(Task statement):
Omit all pictures and give the records below again exactly as written.

>>>>

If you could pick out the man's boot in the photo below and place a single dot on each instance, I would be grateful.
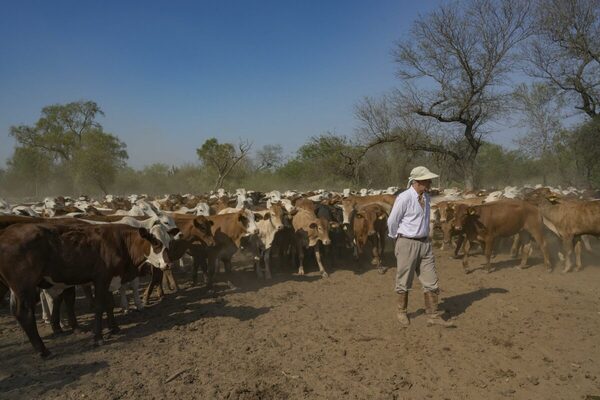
(431, 308)
(402, 307)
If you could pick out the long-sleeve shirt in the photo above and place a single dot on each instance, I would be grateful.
(407, 217)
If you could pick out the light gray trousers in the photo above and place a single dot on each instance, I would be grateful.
(415, 256)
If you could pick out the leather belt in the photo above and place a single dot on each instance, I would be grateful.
(423, 239)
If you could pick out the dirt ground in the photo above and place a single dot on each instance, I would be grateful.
(520, 334)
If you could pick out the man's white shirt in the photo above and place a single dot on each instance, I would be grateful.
(407, 217)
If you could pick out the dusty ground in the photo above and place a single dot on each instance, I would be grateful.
(521, 334)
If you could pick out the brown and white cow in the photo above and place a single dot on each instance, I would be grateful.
(309, 230)
(487, 222)
(269, 223)
(49, 255)
(569, 220)
(369, 225)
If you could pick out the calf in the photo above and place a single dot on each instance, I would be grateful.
(309, 230)
(45, 255)
(370, 226)
(269, 223)
(485, 223)
(569, 220)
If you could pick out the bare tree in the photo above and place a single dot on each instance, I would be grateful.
(565, 50)
(453, 67)
(540, 107)
(269, 157)
(222, 157)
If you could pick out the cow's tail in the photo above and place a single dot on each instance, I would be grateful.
(13, 303)
(551, 226)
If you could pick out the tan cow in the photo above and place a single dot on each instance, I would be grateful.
(569, 220)
(487, 222)
(309, 230)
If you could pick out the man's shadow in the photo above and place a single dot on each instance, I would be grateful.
(456, 305)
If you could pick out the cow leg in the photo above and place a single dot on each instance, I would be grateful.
(155, 280)
(172, 282)
(257, 266)
(110, 316)
(320, 262)
(47, 305)
(462, 243)
(466, 247)
(578, 248)
(25, 314)
(568, 250)
(489, 248)
(69, 298)
(267, 258)
(54, 304)
(514, 250)
(123, 297)
(101, 295)
(135, 287)
(87, 291)
(300, 254)
(525, 251)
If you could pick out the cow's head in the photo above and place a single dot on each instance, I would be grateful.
(203, 230)
(159, 240)
(318, 230)
(462, 213)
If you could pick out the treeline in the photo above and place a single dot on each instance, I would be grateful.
(456, 70)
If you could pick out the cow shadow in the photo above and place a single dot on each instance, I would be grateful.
(458, 304)
(45, 379)
(182, 310)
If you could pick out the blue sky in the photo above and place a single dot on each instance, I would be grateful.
(169, 75)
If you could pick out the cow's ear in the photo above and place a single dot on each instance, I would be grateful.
(144, 233)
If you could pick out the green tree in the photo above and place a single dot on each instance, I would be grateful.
(29, 171)
(222, 158)
(60, 129)
(97, 159)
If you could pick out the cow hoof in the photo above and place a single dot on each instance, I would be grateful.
(46, 354)
(115, 330)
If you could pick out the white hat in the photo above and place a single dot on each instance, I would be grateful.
(421, 174)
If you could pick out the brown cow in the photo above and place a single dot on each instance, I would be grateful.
(349, 204)
(487, 222)
(196, 237)
(45, 255)
(227, 230)
(369, 225)
(309, 230)
(569, 220)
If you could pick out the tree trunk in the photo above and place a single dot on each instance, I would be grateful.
(468, 168)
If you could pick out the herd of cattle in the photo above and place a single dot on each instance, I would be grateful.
(47, 248)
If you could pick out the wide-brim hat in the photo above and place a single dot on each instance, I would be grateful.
(421, 174)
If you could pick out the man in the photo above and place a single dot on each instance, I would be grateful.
(408, 224)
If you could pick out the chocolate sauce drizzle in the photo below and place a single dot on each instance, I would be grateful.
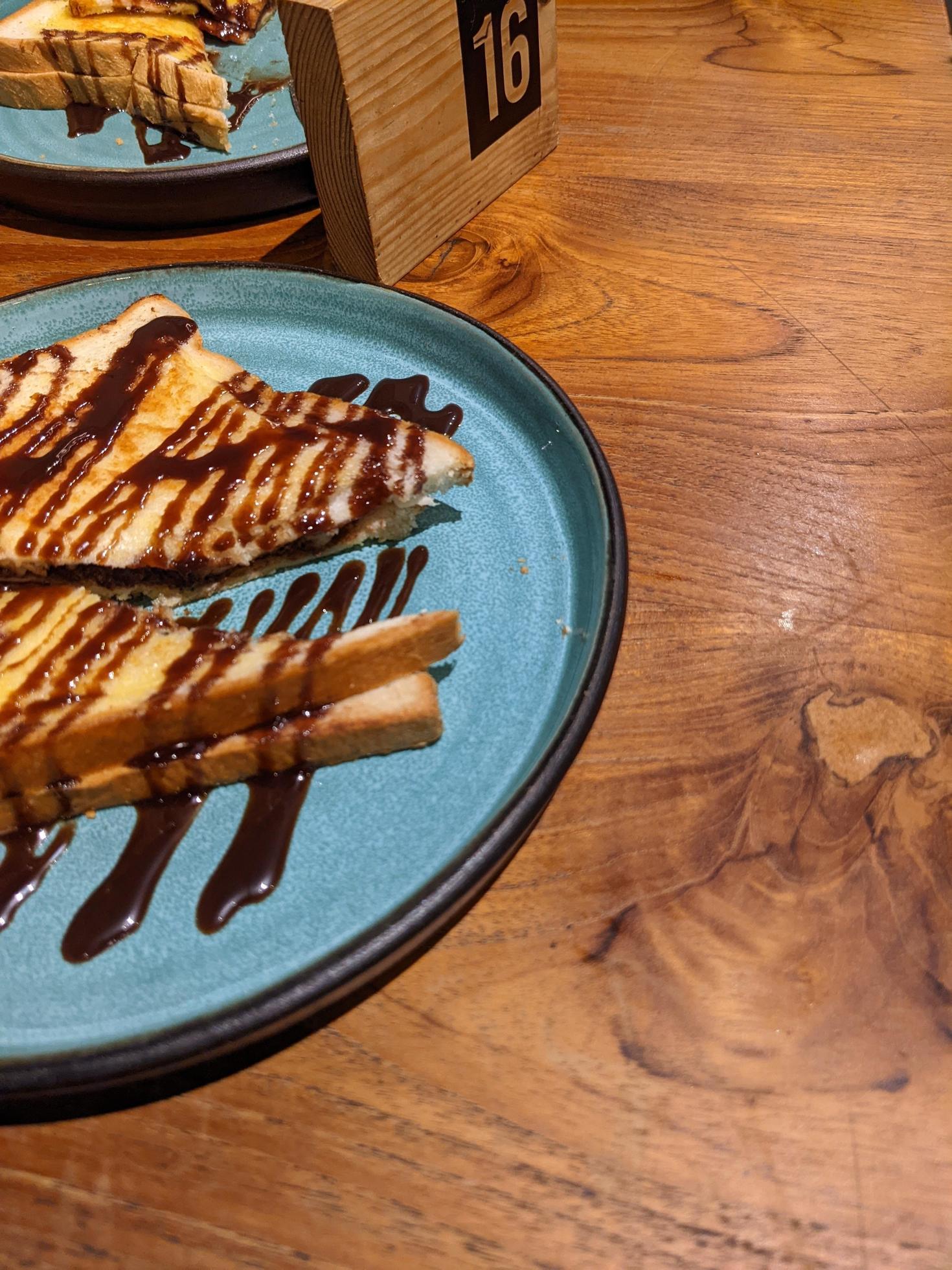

<<<<

(Output below):
If you could pick out the man's boot in the photo below and place a single dot on each instance, I would be grateful.
(431, 308)
(402, 307)
If you could pick out the long-sleeve shirt in the photo above and place a single dot on each instance, I would be grateful.
(407, 217)
If you could pick out the light gray trousers in the photo above and place a single dot on each instance, I would be grateful.
(415, 256)
If you could pick out the leather belt in the photo above and place a single dot on each instance, I would be grateful.
(423, 239)
If you could pick out the dirt ground in the photo above and place a single dot on each instance, I would be grateful.
(520, 334)
If you could pick out the man's white shirt in the photo above and place a single dot on each instance, I would be grateful.
(407, 217)
If you could pick out the dusty ground in the photo above and place a single dot on each instance, I would be grateful.
(521, 334)
If you could pick out the brown and white cow in the photo above and place a single dot on each instance, I would be grateful.
(309, 230)
(487, 222)
(269, 223)
(49, 255)
(569, 220)
(369, 225)
If you could pick out the calf in the photo above and place a single dot on each instance, I would be grateful.
(309, 230)
(45, 255)
(370, 226)
(269, 223)
(485, 223)
(569, 220)
If you could pick out the bare tree in the photo above and place a single dot on each instance, I would be grateful.
(565, 50)
(453, 67)
(540, 107)
(269, 157)
(222, 157)
If you could pick out the cow's tail in the photo above and place a single dot on each instance, I would be grateful.
(13, 303)
(551, 226)
If you could pick out the tan cow in the photo above and place a single dot on each instance, I would be grateful.
(569, 220)
(487, 222)
(309, 230)
If you could pick out the man's shadow in the photo above and place a single dot on each instance, I would be grateful.
(456, 305)
If you could pick out the cow leg in the photo above and place a single dot on each instance, I would be grateful.
(155, 280)
(172, 282)
(257, 266)
(110, 316)
(320, 262)
(47, 305)
(462, 243)
(466, 247)
(578, 248)
(25, 314)
(568, 250)
(489, 248)
(69, 298)
(267, 258)
(54, 304)
(514, 250)
(123, 297)
(101, 295)
(135, 287)
(87, 291)
(300, 254)
(525, 251)
If you could pick out the cow's head in the photo above and place a single dot on each instance, I would be grateful.
(203, 230)
(159, 240)
(318, 230)
(462, 213)
If you could pick out the treeline in the photo above and place a single dot on each instance, I would be grateful.
(456, 70)
If you could pick out the cow shadow in the photo above and place a single dot on each instance, I would be grateful.
(458, 304)
(45, 379)
(182, 310)
If you could pick out the blue sky in the photo above and place a single dot on each instance, I would be grateful.
(169, 75)
If you could pick out the cow's ear in the photo above and place a single dot on each instance, I would be grateful.
(144, 233)
If you could pick out the green tree in the photo above and place a single dot on each instance, I would be grateful.
(29, 171)
(222, 158)
(60, 129)
(97, 159)
If you could pick out the cow hoof in the photo above and place a single dot on each instance, I would be grateful.
(46, 354)
(115, 330)
If you could pick out the white hat in the photo above and place a single dot on each instance, I would be grateful.
(421, 174)
If you could pick out the brown cow in the photo above and place a single dot on each instance, I would be grateful.
(349, 204)
(487, 222)
(196, 237)
(45, 255)
(227, 230)
(369, 225)
(309, 230)
(569, 220)
If you could pick out the tree trunk in the photo above and place a single dot on each instance, I would be grateful.
(468, 168)
If you could pick out the herd of cattle in the photo above and place a single dot on each instance, I would be grateful.
(47, 248)
If you could pick out the wide-brim hat in the photo above and place a single dot on each instance, I would be grateful.
(421, 174)
If you could pick out the man in the photo above and place a single dot on each instance, I would be grateful.
(408, 224)
If you could pick out the chocolate sauce drizzle in the photo below and place a single dot on each instance, I would be grateful.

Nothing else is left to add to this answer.